What you need to do
Return exactly the lines of the records below, starting at the line that contains "of the girl's" and ending at the line that contains "the black curtain", with both of those lines kept.

Dataset
——————————
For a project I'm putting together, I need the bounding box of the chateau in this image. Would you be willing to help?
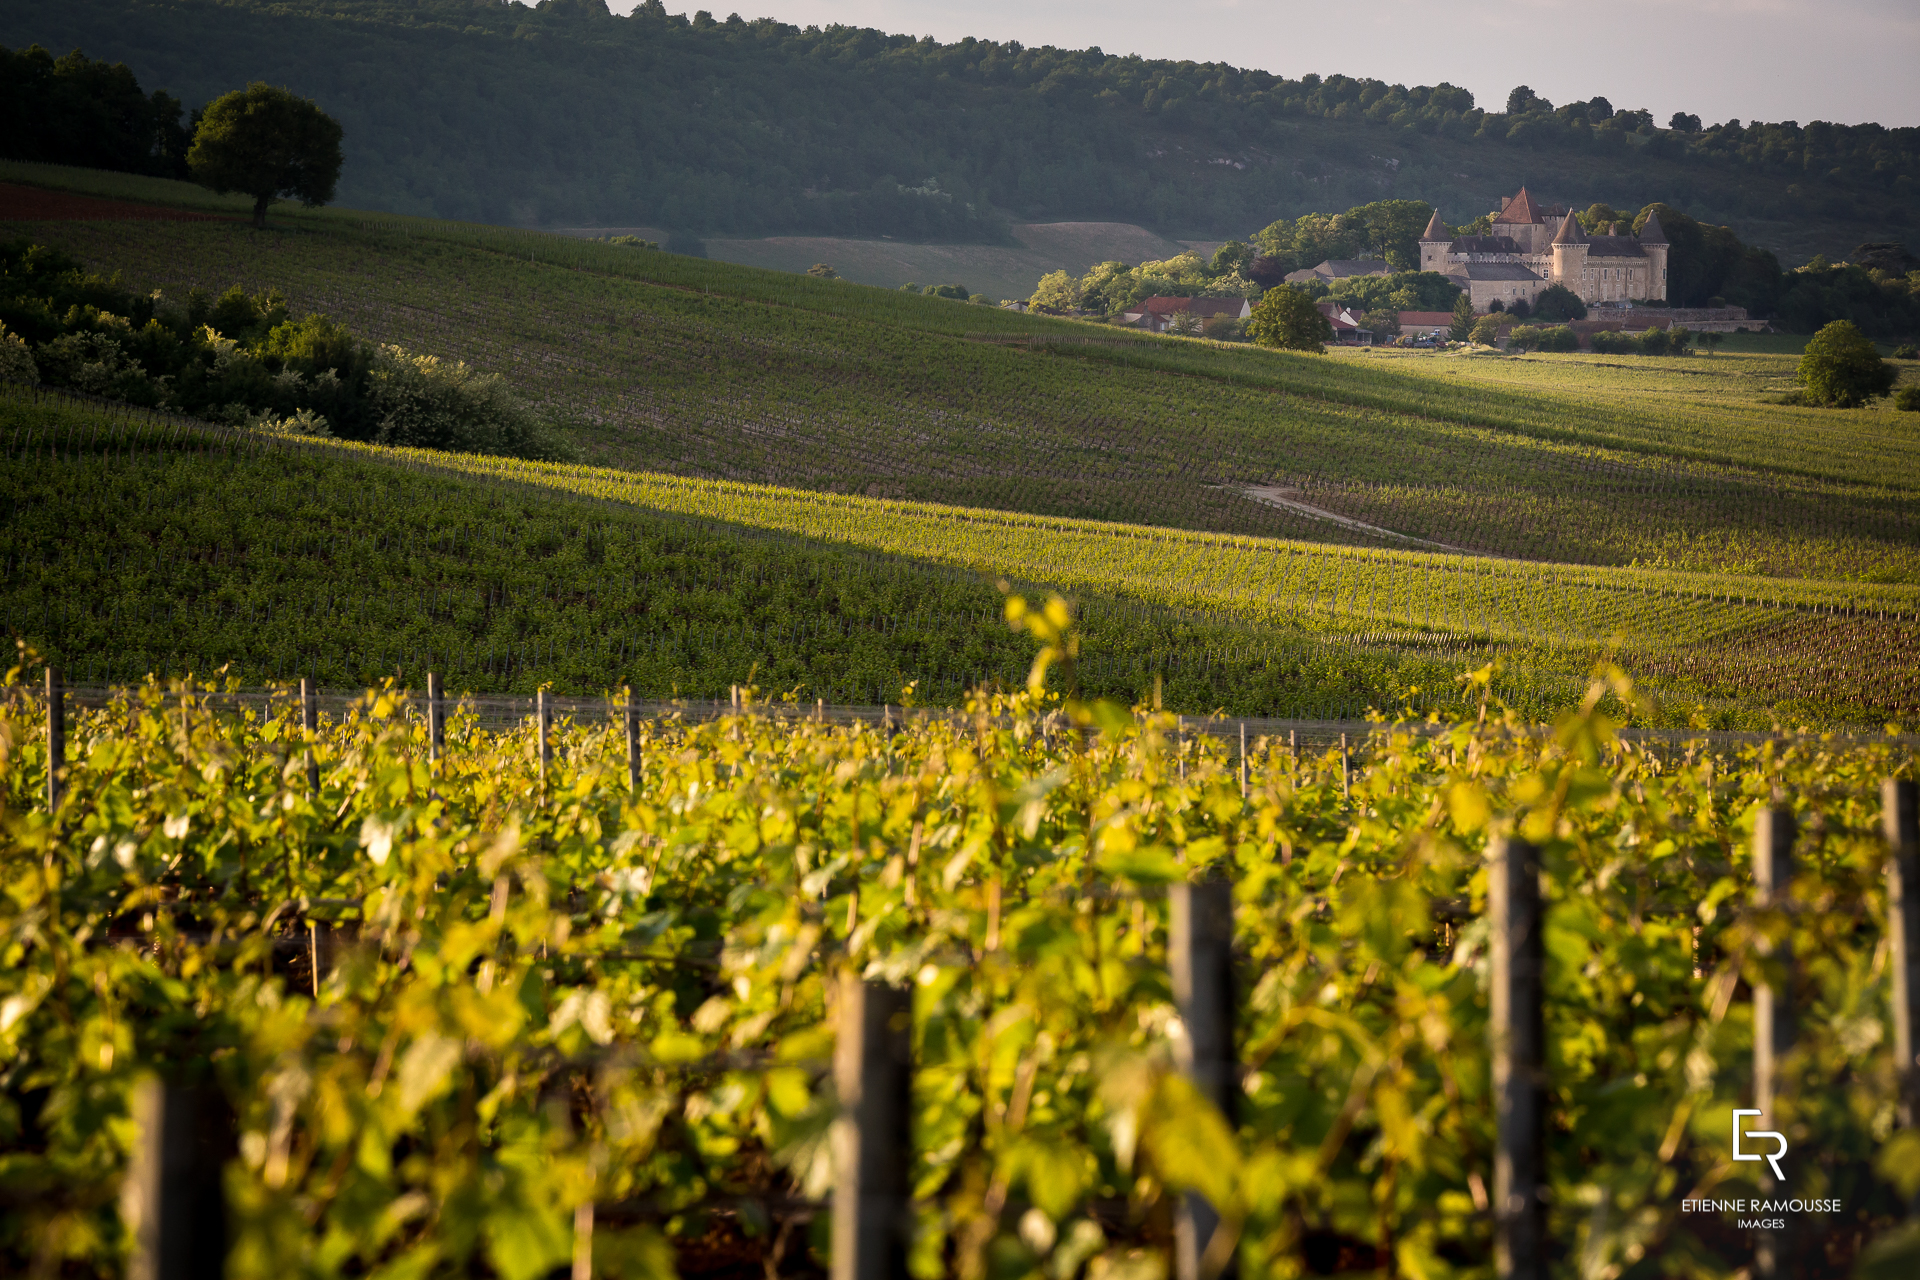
——————————
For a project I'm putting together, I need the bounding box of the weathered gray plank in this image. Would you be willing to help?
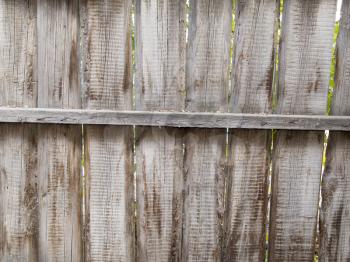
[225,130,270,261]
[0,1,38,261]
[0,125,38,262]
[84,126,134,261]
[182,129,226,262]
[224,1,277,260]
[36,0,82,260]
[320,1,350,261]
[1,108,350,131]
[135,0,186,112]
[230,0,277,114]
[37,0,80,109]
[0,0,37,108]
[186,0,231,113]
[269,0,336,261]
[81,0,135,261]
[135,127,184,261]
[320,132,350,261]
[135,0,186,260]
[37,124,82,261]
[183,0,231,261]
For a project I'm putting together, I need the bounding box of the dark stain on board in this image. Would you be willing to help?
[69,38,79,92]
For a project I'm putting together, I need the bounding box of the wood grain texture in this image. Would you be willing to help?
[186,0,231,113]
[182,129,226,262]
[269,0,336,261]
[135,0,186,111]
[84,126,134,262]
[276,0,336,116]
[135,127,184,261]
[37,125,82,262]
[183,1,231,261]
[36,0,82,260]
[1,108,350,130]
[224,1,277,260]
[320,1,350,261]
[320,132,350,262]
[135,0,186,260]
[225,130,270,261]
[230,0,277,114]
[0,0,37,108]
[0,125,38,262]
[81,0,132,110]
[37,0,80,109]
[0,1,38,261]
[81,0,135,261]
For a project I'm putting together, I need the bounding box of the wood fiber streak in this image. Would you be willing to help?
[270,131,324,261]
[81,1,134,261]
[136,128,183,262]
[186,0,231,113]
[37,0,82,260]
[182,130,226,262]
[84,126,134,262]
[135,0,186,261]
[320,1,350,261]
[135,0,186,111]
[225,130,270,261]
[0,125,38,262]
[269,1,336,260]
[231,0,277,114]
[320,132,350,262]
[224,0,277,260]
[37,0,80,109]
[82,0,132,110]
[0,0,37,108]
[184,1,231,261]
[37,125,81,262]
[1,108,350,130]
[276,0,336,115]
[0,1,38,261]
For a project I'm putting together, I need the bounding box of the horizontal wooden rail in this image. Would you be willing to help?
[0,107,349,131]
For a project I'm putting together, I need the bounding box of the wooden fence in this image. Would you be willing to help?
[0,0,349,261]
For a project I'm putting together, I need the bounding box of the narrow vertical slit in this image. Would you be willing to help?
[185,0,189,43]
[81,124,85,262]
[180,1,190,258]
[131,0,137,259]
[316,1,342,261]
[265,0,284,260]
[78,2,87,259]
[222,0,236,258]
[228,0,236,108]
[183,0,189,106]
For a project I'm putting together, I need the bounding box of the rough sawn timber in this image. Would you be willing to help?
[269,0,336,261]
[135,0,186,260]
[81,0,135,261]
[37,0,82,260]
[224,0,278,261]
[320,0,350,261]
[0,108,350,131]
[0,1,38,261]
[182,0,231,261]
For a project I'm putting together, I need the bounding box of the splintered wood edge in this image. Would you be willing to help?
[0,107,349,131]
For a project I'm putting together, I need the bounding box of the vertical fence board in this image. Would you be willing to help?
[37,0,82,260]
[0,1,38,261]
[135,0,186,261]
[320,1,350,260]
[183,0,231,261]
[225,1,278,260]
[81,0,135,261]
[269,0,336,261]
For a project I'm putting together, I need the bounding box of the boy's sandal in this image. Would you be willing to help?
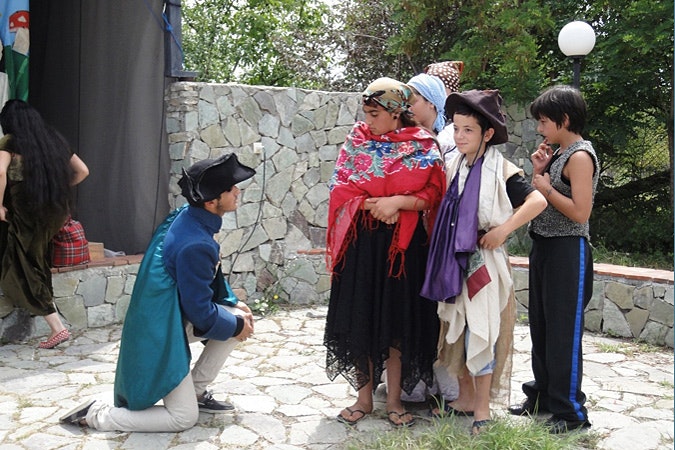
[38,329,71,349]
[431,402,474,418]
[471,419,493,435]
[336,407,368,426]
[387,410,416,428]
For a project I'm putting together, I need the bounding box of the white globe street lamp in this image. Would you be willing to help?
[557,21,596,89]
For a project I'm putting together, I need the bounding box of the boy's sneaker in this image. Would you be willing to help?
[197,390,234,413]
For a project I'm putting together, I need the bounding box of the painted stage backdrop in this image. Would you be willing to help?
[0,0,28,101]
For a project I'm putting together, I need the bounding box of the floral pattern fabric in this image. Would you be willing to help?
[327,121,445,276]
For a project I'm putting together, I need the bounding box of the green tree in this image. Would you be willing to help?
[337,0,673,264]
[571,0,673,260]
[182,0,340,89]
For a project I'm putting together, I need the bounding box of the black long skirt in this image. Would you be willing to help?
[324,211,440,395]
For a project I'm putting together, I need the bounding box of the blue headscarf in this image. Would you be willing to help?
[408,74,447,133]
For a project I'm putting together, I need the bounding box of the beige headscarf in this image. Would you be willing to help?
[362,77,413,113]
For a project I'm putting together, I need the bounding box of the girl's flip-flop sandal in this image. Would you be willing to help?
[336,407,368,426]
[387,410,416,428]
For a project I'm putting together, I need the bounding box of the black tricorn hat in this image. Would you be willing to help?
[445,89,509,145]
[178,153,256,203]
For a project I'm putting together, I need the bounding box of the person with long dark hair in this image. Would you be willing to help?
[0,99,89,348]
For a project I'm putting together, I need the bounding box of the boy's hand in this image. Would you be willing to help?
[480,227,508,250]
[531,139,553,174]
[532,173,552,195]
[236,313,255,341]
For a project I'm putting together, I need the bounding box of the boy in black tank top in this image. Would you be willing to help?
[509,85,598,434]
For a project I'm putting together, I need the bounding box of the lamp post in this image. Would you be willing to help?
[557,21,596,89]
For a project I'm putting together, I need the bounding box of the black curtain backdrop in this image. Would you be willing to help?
——————————
Task result
For a project I'm putting together, I need the bounding box of the girl's flip-flop sandal in this image. Would you be willing to help?
[336,407,368,426]
[387,410,416,428]
For a project I'm putting together, I need the bounding box of the black tricorn hat in this image. Would you be willing to help?
[445,89,509,145]
[178,153,256,203]
For a project I'm putting together, I need the bounding box of the person with long dark hair in this image. Would you be willing to help?
[0,99,89,348]
For a project I'm putting together, I need the bounding box of the boy's hand in this image. Would you be willing to help?
[480,227,508,250]
[531,139,553,174]
[532,173,552,195]
[236,313,255,341]
For a project I'm putting together, I need the bounding box of the boy in black tank top in this image. Would you be willing to help?
[509,85,598,434]
For a project I'm putting together, I need the bounding box of the lamp post in this image. Would you be willing to help?
[557,21,596,89]
For a project I'm putting together, I need the bounding box of the black curtain backdrop in this image. Would you be willing to help?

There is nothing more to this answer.